[Named-object pointing rows]
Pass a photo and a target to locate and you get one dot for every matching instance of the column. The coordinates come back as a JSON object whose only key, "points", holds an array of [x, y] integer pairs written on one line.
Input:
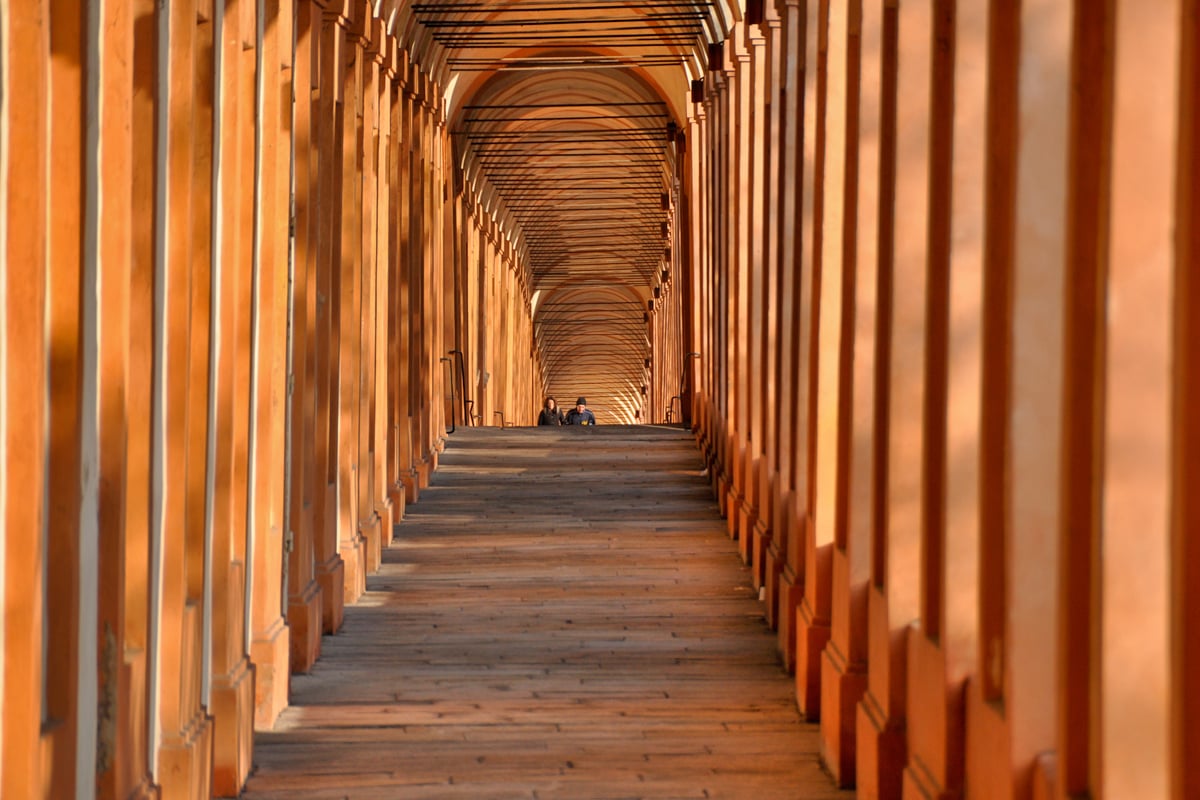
{"points": [[232, 691], [304, 590], [844, 657], [893, 599], [330, 569], [270, 639], [348, 300]]}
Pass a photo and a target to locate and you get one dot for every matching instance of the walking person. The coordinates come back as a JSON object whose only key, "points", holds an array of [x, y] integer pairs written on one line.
{"points": [[581, 414], [550, 413]]}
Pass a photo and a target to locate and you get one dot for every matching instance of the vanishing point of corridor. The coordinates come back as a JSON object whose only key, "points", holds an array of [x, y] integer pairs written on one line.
{"points": [[562, 615]]}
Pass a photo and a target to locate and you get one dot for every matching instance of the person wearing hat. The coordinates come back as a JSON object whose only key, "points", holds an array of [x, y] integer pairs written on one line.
{"points": [[581, 414]]}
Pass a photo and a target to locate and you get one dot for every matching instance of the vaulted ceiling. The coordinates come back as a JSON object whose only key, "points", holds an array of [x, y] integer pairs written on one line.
{"points": [[565, 118]]}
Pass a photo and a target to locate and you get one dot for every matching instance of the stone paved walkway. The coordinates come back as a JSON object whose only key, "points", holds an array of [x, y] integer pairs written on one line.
{"points": [[562, 615]]}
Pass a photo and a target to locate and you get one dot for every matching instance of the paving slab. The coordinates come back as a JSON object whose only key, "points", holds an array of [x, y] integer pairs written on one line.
{"points": [[561, 615]]}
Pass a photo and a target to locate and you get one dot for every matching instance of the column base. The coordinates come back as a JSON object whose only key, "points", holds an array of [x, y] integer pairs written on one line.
{"points": [[843, 685], [186, 764], [331, 577], [748, 518], [790, 596], [412, 486], [732, 510], [269, 651], [774, 567], [760, 542], [144, 791], [305, 625], [353, 552], [990, 773], [424, 471], [371, 533], [921, 785], [399, 498], [1045, 776], [811, 635], [882, 751], [232, 701], [387, 524]]}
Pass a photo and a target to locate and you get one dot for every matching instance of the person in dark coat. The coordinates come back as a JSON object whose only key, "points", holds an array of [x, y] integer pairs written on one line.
{"points": [[581, 414], [550, 413]]}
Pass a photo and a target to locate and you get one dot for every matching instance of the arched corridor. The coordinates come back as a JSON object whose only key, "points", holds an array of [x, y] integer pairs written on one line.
{"points": [[561, 615], [921, 278]]}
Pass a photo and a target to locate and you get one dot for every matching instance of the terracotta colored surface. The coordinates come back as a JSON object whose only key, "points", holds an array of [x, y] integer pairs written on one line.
{"points": [[561, 615]]}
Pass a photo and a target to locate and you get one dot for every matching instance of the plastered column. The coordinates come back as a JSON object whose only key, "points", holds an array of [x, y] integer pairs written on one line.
{"points": [[185, 756], [894, 564], [304, 590], [739, 271], [384, 227], [348, 292], [121, 757], [1185, 573], [1012, 707], [943, 649], [766, 481], [798, 314], [136, 726], [269, 631], [844, 657], [232, 692], [828, 368], [370, 523], [24, 320], [781, 599], [1137, 552], [330, 569], [756, 86]]}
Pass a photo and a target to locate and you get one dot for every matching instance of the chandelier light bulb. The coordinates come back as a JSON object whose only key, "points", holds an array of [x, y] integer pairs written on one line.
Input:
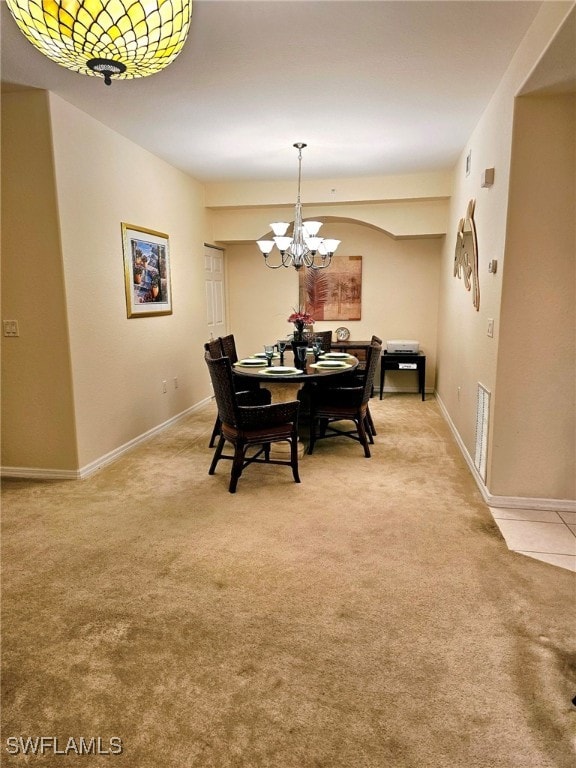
{"points": [[300, 249]]}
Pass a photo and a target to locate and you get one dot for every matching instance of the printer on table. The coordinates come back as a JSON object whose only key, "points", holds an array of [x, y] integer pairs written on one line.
{"points": [[403, 345]]}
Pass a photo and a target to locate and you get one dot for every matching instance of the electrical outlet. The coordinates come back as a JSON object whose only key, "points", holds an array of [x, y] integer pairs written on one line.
{"points": [[10, 328]]}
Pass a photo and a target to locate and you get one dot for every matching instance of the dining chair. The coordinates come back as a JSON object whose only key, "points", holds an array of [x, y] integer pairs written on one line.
{"points": [[326, 337], [329, 405], [249, 393], [228, 346], [245, 426]]}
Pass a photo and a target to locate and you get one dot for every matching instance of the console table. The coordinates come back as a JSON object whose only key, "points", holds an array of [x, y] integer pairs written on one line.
{"points": [[356, 348], [400, 361]]}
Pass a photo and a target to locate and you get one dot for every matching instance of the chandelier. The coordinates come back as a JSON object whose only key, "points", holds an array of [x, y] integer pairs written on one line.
{"points": [[108, 38], [304, 248]]}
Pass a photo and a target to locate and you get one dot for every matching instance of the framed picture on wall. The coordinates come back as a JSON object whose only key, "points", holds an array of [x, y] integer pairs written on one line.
{"points": [[146, 271], [334, 293]]}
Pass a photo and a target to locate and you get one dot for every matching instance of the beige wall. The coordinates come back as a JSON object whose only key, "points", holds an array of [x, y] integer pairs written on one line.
{"points": [[38, 428], [533, 446], [466, 354], [400, 280], [118, 364]]}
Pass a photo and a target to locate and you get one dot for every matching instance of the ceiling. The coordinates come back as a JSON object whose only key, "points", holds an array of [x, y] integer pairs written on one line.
{"points": [[373, 88]]}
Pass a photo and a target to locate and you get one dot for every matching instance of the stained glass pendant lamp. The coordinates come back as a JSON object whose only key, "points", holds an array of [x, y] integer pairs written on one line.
{"points": [[108, 38]]}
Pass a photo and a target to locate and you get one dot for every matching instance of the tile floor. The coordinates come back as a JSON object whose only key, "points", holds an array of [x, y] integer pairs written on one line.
{"points": [[542, 534]]}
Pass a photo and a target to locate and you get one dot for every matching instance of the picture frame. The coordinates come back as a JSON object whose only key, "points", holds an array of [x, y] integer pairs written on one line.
{"points": [[334, 293], [146, 271]]}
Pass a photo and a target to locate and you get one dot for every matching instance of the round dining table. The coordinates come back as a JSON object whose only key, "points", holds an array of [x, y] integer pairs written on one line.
{"points": [[284, 386], [286, 379]]}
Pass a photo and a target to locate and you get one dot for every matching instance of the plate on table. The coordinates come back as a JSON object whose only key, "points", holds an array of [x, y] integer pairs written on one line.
{"points": [[281, 370], [325, 365], [251, 362]]}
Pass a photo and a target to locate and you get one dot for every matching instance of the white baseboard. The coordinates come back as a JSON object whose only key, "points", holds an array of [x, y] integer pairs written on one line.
{"points": [[32, 473], [503, 502]]}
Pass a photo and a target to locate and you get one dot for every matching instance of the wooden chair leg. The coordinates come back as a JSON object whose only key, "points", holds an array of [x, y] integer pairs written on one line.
{"points": [[215, 432], [312, 438], [363, 437], [237, 463], [294, 456], [217, 454], [370, 422]]}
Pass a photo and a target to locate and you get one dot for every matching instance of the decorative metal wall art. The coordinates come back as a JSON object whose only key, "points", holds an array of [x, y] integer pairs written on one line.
{"points": [[466, 254]]}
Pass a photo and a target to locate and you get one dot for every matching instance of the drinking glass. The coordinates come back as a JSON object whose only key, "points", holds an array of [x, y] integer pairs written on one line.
{"points": [[317, 347], [302, 352], [269, 352]]}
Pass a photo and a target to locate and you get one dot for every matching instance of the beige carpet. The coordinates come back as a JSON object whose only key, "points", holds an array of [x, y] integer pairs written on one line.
{"points": [[370, 617]]}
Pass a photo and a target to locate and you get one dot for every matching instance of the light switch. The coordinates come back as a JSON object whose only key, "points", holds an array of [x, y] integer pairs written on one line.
{"points": [[10, 328]]}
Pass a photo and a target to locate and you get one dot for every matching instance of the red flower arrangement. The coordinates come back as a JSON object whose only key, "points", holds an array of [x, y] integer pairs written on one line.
{"points": [[300, 319]]}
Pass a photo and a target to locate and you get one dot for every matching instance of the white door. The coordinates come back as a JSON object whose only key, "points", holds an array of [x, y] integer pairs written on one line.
{"points": [[214, 287]]}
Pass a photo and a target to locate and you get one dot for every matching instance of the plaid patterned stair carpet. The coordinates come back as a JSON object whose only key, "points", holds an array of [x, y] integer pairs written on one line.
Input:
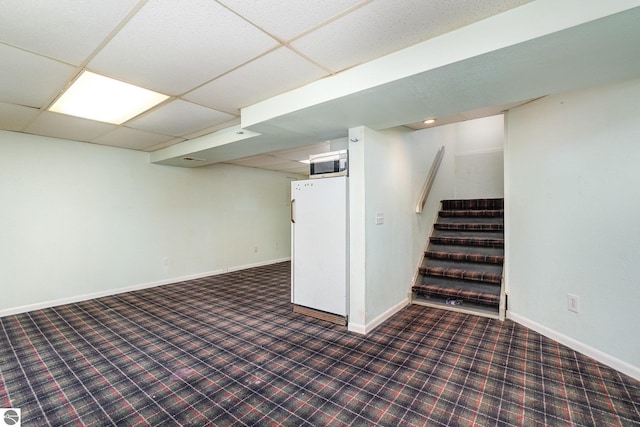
{"points": [[228, 350], [463, 263]]}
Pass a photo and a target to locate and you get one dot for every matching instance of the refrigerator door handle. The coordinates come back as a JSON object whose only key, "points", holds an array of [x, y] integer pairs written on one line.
{"points": [[293, 221]]}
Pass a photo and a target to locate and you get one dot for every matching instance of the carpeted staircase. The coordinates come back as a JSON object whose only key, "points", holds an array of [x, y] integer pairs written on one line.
{"points": [[462, 266]]}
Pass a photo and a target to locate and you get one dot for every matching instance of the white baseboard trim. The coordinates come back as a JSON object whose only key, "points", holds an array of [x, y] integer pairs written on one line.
{"points": [[617, 364], [109, 292], [365, 329]]}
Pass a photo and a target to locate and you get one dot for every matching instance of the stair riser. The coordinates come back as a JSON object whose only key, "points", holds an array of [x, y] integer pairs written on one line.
{"points": [[473, 204], [466, 258], [461, 241], [472, 276], [466, 227], [462, 295], [472, 214]]}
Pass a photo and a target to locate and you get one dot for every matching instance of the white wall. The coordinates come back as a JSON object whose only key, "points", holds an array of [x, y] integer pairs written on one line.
{"points": [[387, 171], [81, 219], [479, 158], [573, 203]]}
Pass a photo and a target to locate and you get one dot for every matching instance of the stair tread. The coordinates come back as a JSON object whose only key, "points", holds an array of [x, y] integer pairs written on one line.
{"points": [[491, 203], [464, 274], [466, 226], [464, 260], [472, 213], [486, 298], [465, 257], [492, 242]]}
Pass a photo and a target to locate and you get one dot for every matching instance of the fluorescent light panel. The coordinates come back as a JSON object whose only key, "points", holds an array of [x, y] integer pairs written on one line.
{"points": [[100, 98]]}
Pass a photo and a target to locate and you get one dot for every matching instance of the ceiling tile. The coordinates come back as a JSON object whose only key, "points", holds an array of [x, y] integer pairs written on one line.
{"points": [[157, 47], [179, 118], [382, 27], [68, 30], [241, 88], [259, 161], [164, 144], [15, 117], [288, 18], [68, 127], [30, 80], [303, 153], [135, 139], [235, 121]]}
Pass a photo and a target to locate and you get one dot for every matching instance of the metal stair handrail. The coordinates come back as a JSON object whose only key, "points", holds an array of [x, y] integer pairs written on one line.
{"points": [[429, 181]]}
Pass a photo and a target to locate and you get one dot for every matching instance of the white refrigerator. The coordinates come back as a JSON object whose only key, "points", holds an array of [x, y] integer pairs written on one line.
{"points": [[320, 245]]}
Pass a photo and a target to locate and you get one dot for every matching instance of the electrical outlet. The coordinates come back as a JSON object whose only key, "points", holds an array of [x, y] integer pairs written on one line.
{"points": [[573, 303]]}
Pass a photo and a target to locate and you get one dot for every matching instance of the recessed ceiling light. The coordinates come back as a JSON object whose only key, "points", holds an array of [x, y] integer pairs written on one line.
{"points": [[100, 98]]}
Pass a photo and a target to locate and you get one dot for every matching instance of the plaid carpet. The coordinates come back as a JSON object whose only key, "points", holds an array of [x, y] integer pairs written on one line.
{"points": [[228, 350]]}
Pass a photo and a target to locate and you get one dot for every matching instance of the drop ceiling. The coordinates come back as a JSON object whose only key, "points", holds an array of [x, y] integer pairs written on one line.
{"points": [[222, 61]]}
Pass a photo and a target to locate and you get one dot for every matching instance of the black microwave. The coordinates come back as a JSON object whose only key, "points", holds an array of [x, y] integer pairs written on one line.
{"points": [[325, 165]]}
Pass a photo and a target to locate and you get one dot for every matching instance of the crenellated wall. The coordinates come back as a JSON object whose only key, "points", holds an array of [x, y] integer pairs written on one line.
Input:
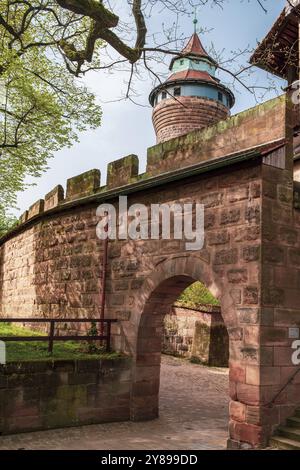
{"points": [[241, 170]]}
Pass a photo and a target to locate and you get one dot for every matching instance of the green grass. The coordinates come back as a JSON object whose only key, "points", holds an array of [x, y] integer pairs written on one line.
{"points": [[38, 351]]}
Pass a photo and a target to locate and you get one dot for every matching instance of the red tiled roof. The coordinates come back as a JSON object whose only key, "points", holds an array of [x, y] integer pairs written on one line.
{"points": [[191, 75], [195, 47]]}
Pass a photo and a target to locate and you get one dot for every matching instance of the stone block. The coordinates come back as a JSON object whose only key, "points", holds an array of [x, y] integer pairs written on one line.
{"points": [[122, 171], [54, 198], [83, 185], [36, 209]]}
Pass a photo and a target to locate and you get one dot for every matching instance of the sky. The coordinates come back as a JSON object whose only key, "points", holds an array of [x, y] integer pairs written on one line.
{"points": [[127, 128]]}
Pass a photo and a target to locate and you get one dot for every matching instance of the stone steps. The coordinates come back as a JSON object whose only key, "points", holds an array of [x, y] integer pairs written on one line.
{"points": [[288, 437]]}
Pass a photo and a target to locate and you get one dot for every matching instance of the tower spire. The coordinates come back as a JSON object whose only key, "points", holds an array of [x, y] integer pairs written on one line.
{"points": [[195, 21]]}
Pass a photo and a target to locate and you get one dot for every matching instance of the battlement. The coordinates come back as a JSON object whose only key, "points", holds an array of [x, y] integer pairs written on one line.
{"points": [[255, 127]]}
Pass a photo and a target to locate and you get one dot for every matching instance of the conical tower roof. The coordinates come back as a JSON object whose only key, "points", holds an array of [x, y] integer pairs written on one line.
{"points": [[194, 48]]}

- [What you should do] Rewrite the rows starting with the line containing "of the conical" and going on through the end of the rows, keeping each line's request and adding 59 to every point coordinate in the answers.

- [Expected answer]
Pass a photo and a target to locate and you get one dot for every matching instance of the conical tower roof. The coordinates come back as a JSON object whose only key, "points", holds an array of [x, y] integer pairs written on one line.
{"points": [[253, 107]]}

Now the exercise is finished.